◆ Your goal
Starting with the line that contains "tree and give integer pixel coordinates." and going on through the end of the listing, can you reproduce every line in that span with its wording unchanged, but with each keypoint coordinate multiplied by 0.7 and rounded to a whole number (halves round up)?
········
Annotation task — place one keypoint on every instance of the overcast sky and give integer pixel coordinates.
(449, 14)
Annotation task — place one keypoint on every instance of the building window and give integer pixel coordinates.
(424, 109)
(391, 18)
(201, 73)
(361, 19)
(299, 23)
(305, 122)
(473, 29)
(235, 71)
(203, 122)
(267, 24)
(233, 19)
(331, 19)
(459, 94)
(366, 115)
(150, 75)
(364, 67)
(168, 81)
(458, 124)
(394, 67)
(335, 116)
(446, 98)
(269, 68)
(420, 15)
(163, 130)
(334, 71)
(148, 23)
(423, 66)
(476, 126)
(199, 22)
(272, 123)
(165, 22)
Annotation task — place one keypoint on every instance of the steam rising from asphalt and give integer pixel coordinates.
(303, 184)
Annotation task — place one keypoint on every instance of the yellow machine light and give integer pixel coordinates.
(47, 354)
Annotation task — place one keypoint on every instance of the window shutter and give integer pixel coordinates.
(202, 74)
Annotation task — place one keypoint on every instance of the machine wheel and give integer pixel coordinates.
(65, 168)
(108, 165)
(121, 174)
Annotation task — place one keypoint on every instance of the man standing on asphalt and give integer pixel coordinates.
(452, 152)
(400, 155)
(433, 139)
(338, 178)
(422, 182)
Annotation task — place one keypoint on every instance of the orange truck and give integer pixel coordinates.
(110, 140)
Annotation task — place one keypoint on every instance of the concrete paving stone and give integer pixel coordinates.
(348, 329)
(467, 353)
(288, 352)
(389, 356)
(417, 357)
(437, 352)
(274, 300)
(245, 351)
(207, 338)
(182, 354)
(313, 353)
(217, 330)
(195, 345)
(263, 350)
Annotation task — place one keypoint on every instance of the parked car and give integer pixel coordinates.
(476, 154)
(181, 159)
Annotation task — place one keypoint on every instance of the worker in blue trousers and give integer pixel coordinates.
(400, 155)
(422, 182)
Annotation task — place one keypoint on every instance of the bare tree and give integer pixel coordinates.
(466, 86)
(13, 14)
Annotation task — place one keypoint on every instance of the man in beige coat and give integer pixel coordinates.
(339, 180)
········
◆ Solution to the exercise
Annotation task — place one keypoint on every instance of the bare tree and give integer pixel coordinates.
(326, 60)
(9, 10)
Annotation task — place one keypoint on every instance of the man in beige coat and give integer pixel coordinates.
(237, 126)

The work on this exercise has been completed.